### [To do]
Everything from the line containing "Inside every <instance>" through the line containing "positive clicks: (122, 142)" in the listing below should be copied exactly, and nothing more.

### [Dataset]
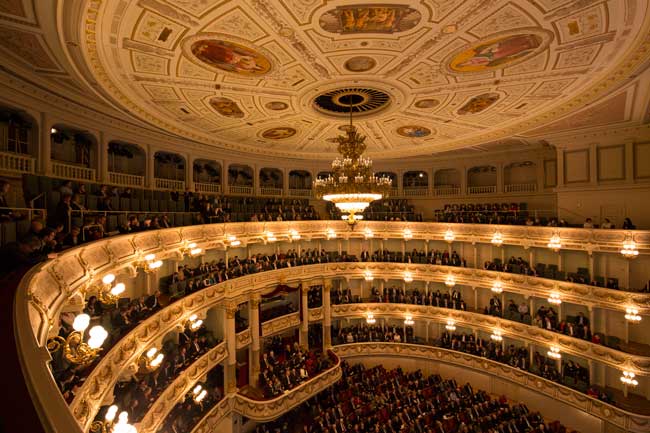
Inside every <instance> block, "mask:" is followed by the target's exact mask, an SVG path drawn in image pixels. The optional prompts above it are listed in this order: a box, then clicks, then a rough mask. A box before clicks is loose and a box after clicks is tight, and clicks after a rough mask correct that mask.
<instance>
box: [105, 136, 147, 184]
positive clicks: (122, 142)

...

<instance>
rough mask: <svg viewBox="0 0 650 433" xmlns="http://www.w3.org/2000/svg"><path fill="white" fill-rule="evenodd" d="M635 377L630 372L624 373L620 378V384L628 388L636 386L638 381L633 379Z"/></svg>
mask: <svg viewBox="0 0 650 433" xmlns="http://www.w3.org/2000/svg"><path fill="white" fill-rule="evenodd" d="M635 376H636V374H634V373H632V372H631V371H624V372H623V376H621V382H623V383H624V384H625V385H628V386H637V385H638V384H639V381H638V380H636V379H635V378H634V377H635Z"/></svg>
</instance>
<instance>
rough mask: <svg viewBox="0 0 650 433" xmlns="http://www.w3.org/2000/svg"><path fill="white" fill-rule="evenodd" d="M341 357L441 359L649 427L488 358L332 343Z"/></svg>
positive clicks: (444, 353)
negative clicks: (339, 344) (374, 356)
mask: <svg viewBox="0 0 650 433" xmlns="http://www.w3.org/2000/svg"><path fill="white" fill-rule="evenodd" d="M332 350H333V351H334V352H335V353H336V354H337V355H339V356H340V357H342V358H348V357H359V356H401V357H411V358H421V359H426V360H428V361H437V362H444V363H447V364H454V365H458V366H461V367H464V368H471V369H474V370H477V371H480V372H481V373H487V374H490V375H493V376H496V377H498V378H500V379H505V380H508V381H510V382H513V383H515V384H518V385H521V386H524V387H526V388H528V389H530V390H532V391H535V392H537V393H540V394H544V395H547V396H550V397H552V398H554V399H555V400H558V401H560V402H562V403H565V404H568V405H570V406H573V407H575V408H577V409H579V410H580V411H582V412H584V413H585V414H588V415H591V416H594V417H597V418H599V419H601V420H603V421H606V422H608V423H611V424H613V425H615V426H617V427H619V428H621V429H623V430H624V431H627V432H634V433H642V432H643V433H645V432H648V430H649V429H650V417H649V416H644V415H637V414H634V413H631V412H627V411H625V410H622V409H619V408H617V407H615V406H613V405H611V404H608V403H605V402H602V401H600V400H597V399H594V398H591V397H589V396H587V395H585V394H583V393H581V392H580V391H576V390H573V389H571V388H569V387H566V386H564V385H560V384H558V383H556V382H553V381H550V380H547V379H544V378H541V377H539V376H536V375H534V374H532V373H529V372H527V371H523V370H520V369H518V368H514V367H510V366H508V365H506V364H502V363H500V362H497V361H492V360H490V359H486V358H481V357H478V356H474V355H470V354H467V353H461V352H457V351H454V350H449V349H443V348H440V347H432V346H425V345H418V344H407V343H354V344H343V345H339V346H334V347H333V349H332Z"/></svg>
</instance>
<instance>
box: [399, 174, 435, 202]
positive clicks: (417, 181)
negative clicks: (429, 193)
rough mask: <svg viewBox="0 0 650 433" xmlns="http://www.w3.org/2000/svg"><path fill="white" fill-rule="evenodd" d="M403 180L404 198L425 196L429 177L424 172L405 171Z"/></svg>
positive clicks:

### [Your solution]
Inside every <instance> block, "mask:" is followed by the target's exact mask, an SVG path drawn in image pixels. The optional prompts above it are listed in this order: a box, then clicks, then a rough mask. A box before clicks is loose and a box after clicks is tight, and clicks after a rough mask correct that mask.
<instance>
box: [105, 136, 147, 184]
positive clicks: (122, 142)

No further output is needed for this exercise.